→ TASK DETAILS
Show each line of the data below in which "placard" occurs.

Start of Block

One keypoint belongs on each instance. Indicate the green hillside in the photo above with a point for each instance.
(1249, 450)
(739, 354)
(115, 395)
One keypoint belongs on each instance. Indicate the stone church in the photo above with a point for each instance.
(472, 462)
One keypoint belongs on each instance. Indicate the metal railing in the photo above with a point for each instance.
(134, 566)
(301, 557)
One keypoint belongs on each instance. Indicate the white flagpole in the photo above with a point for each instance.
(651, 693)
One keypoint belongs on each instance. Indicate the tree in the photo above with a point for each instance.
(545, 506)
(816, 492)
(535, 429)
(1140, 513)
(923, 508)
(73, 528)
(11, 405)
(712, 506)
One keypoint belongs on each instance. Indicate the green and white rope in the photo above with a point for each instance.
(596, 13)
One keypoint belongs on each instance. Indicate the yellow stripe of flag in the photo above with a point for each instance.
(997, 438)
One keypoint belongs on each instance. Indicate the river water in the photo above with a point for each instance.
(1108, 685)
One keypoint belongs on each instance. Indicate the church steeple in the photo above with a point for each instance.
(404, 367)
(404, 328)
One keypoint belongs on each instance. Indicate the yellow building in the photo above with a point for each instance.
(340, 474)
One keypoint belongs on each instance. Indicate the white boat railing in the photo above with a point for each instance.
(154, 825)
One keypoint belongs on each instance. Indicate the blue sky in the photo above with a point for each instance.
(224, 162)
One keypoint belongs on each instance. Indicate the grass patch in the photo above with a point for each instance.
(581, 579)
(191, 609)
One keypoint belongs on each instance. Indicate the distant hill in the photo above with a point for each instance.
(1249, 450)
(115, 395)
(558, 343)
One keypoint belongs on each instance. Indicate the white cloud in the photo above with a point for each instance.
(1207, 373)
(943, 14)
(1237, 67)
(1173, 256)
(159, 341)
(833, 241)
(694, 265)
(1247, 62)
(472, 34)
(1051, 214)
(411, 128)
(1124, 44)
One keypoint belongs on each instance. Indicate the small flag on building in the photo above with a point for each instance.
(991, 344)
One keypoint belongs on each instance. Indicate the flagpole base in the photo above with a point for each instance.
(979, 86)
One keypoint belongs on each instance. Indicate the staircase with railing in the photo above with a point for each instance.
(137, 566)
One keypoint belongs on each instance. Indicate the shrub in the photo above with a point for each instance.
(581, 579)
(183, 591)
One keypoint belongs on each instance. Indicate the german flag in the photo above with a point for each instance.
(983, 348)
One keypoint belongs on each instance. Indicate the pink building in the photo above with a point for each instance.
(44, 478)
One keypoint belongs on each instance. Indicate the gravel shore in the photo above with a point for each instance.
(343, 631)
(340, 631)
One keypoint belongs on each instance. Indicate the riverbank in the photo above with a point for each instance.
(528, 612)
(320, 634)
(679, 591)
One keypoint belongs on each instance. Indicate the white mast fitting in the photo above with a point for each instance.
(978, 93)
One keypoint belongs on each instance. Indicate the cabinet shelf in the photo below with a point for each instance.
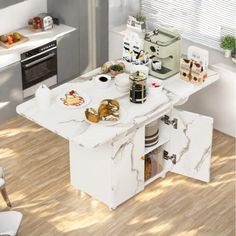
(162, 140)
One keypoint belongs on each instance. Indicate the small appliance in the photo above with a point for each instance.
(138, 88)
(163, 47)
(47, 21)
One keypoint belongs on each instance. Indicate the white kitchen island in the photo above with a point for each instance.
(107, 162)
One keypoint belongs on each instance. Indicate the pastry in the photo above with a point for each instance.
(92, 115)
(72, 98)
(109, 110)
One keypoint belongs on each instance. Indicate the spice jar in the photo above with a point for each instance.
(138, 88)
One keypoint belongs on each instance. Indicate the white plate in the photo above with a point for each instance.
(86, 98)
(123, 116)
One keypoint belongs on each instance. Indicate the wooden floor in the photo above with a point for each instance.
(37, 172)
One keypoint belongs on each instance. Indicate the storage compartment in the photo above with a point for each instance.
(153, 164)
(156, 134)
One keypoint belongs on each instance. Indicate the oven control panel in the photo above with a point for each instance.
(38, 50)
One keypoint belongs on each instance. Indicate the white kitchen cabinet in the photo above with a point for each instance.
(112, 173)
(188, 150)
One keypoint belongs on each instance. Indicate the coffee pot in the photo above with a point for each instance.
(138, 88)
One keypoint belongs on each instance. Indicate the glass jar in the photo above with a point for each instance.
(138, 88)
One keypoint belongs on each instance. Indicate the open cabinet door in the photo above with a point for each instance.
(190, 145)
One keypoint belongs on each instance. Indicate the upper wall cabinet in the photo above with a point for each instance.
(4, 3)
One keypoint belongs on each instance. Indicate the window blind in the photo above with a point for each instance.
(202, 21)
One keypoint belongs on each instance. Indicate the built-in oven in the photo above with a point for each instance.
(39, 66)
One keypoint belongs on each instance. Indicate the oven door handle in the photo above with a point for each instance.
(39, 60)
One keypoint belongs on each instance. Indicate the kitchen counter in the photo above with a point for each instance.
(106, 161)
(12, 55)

End of Block
Start of Block

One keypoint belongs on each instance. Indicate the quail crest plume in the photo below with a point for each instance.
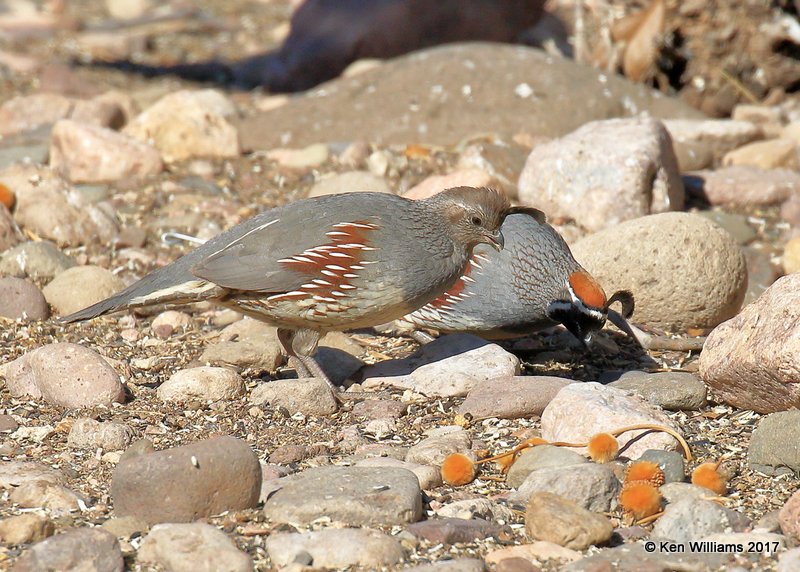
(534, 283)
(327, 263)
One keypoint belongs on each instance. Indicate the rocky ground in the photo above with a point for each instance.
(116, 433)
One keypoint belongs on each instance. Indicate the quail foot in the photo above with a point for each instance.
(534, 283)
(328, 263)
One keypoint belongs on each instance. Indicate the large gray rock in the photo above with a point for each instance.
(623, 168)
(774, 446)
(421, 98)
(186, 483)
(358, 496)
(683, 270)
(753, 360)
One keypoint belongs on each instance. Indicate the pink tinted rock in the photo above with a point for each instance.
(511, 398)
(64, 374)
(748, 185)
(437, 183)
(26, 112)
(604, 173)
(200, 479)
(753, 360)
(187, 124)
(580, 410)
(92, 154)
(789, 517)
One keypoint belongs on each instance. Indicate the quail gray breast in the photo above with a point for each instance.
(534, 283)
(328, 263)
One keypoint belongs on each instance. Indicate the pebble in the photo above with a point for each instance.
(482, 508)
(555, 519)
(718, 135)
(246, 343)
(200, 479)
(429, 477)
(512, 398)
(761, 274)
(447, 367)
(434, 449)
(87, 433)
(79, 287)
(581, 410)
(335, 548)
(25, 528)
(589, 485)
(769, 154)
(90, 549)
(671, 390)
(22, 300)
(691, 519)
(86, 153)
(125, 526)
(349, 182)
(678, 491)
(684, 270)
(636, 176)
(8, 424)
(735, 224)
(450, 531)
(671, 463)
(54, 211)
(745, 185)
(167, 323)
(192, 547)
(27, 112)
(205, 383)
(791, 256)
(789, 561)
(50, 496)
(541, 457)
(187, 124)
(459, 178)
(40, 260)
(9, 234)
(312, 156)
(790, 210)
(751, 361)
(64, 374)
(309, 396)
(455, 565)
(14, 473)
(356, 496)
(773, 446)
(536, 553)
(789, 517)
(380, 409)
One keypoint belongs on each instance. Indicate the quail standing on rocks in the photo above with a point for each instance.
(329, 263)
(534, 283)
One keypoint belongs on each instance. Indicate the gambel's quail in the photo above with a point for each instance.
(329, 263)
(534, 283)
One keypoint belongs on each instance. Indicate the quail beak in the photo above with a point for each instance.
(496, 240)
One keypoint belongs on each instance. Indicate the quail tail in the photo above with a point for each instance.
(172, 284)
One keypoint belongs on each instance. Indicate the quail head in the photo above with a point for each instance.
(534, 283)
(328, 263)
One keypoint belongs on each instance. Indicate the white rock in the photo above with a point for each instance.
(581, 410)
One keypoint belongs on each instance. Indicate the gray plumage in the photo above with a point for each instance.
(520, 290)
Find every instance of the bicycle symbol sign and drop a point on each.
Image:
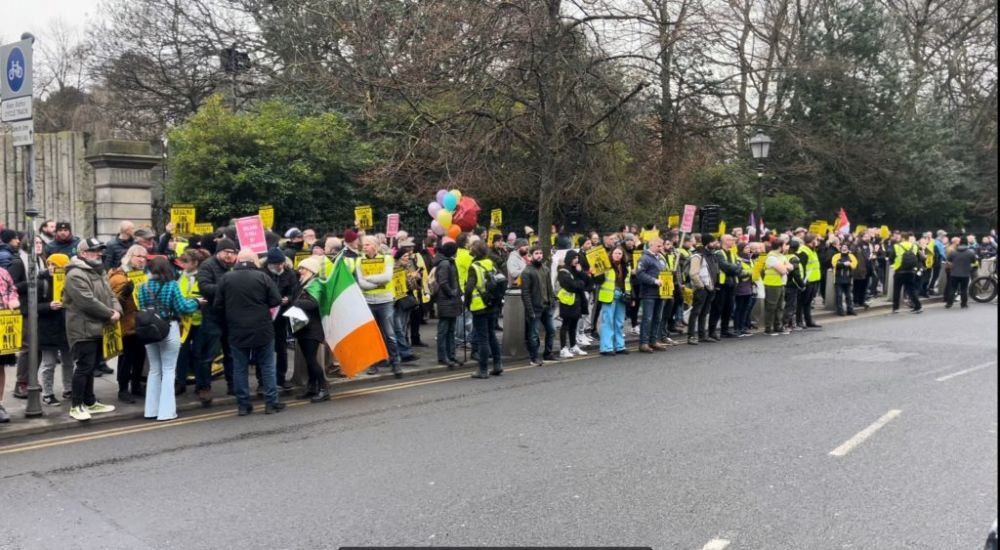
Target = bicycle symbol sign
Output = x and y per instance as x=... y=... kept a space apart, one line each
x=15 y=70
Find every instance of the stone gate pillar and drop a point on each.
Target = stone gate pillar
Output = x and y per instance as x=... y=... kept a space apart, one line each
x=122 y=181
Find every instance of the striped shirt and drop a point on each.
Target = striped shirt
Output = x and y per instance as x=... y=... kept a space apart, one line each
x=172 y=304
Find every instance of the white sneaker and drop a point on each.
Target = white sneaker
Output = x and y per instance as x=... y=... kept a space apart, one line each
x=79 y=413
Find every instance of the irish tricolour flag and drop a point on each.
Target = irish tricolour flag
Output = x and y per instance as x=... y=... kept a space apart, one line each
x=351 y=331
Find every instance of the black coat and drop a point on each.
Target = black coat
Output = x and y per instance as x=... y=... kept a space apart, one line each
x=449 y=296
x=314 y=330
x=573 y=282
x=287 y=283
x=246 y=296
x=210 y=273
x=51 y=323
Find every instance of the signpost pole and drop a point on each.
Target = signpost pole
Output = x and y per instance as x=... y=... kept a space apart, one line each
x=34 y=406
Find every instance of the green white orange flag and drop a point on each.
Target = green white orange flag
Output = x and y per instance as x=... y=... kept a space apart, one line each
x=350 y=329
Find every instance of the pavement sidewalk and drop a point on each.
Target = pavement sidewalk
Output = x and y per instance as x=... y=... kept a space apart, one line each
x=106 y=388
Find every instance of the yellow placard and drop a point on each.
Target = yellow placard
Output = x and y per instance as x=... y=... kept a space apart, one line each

End of Block

→ OUTPUT
Find every instance of the yellow placard and drop a point on each.
Target = yellow placard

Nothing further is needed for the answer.